**PROVIDED PASSAGE**
SERIES #RPFUV DESIGNATION
Exhibit 3.11
SERIES #RPFUV DESIGNATION
In accordance with the Limited Liability Company Agreement (the "Operating Agreement") of Ark7 Properties Plus LLC (the "Company") dated March 17, 2022 (the "Agreement") and upon the execution of this designation by the Company and Ark7 Inc. in its capacity as Managing Member of the Company and Initial Member of Ark7 Properties Plus LLC - Series #RPFUV ("#RPFUV"), this exhibit shall be attached to, and deemed incorporated in its entirety into, the Agreement.
References to Sections and Articles set forth herein are references to Sections and Articles of the Agreement, as in effect as of the effective date of establishment set forth below.
Name of Series | Ark7 Properties Plus LLC - Series #RPFUV | |
Effective date of establishment | September 27, 2023 | |
Managing Member | Ark7 Inc. was appointed as the Managing Member of #RPFUV with effect from the date of the Agreement and shall continue to act as the Managing Member of #RPFUV until dissolution of #RPFUV pursuant to Section 11.1(b) or its removal and replacement pursuant to Section 4.3 or ARTICLE X. | |
Initial Member | Ark7 Inc. | |
Series Asset | The Series Asset of #RPFUV comprises one residential property acquired by #RPFUV (the "Commonwealth Property"). The Commonwealth Property is located at 0000 Xxxxxxxxxxxx Xxx, # X, Xxxxxxxxxx, XX 00000. | |
Asset Manager | Ark7 Inc. | |
Management Fee | As stated in Section 6.5 of the Operating Agreement. | |
Purpose | As stated in Section 2.4 of the Operating Agreement. | |
Issuance | Subject to Section 6.3(a)(i) of the Operating Agreement, the maximum number of #RPFUV Interests the Company can issue is 22,500. | |
Number of #RPFUV Interests held by the Managing Member and its Affiliates | The Managing Member must purchase a minimum of 10 #RPFUV Interests and may purchase a maximum of 19.9% of #RPFUV Interests through the Offering. | |
Broker | Dalmore Group, LLC | |
Brokerage Fee | Up to1% of the purchase price of the Interests from #RPFUV sold at the Initial Offering of the #RPFUV Interests (excluding the #RPFUV Interests acquired by any Person other than Investor Members) | |
Interest Designation | No Interest Designation shall be required in connection with the issuance of #RPFUV Interests. | |
Voting | Subject to Section 3.5 of the Operating Agreement, the #RPFUV Interests shall entitle the Record Holders thereof to one vote per Interest on any and all matters submitted to the consent or approval of Members generally. No separate vote or consent of the Record Holders of #RPFUV Interests shall be required for the approval of any matter, except as required by the Delaware Act or except as provided elsewhere in this Agreement.

**RECORDS PROVIDED**
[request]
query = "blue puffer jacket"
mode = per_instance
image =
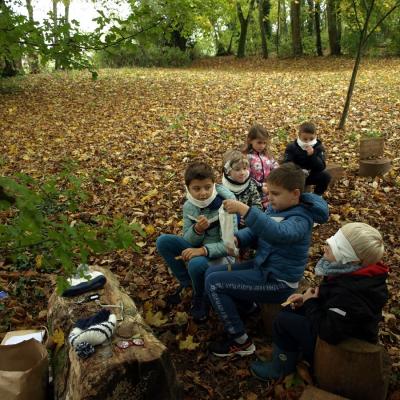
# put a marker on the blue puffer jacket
(211, 238)
(282, 247)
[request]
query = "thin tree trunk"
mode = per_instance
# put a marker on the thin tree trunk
(244, 24)
(55, 39)
(278, 28)
(263, 33)
(317, 17)
(33, 57)
(295, 11)
(334, 42)
(310, 19)
(355, 68)
(284, 17)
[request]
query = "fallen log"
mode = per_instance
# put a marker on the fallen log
(137, 372)
(354, 368)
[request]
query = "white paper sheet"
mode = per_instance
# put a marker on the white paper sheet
(21, 338)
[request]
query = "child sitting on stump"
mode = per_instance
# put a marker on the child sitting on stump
(282, 237)
(202, 236)
(348, 303)
(308, 153)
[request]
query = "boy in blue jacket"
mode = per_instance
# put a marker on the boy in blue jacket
(282, 237)
(201, 241)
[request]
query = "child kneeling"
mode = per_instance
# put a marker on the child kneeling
(201, 241)
(348, 303)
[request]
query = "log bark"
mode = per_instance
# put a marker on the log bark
(355, 369)
(374, 167)
(268, 314)
(138, 372)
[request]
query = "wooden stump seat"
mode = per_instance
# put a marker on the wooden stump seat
(138, 372)
(372, 161)
(354, 368)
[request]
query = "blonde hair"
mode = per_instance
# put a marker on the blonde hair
(257, 131)
(365, 240)
(232, 158)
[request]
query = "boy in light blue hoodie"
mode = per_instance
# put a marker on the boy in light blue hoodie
(282, 236)
(201, 241)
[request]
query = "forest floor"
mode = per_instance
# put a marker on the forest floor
(139, 128)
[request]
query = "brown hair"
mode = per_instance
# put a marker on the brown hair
(257, 131)
(198, 170)
(234, 157)
(307, 127)
(289, 176)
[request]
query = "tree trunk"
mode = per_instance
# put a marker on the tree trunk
(334, 42)
(137, 372)
(55, 39)
(350, 90)
(295, 11)
(244, 24)
(317, 16)
(33, 58)
(310, 15)
(263, 33)
(284, 17)
(278, 29)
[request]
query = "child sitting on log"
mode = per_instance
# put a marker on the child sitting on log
(309, 154)
(281, 236)
(236, 177)
(202, 236)
(348, 303)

**DIRECTION A**
Output the series designation text starting at "References to Sections and Articles set" and ending at "set forth below.".
**DIRECTION B**
According to the series designation, what is the maximum number of #RPFUV Interests the Company can issue?
**DIRECTION C**
Based on the series designation, decide whether each statement is correct, answering yes or no and quoting the words that settle it: (i) The effective date of establishment is September 27, 2023. (ii) The Managing Member may purchase up to 25% of #RPFUV Interests through the Offering. (iii) The broker is Dalmore Group, LLC.
The data shown above is separate from the series designation.

**WORKED ANSWER A**
References to Sections and Articles set forth herein are references to Sections and Articles of the Agreement, as in effect as of the effective date of establishment set forth below.

**WORKED ANSWER B**
22,500.

**WORKED ANSWER C**
(i) Yes: "Effective date of establishment | September 27, 2023"
(ii) No: "may purchase a maximum of 19.9% of #RPFUV Interests through the Offering"
(iii) Yes: "Broker | Dalmore Group, LLC"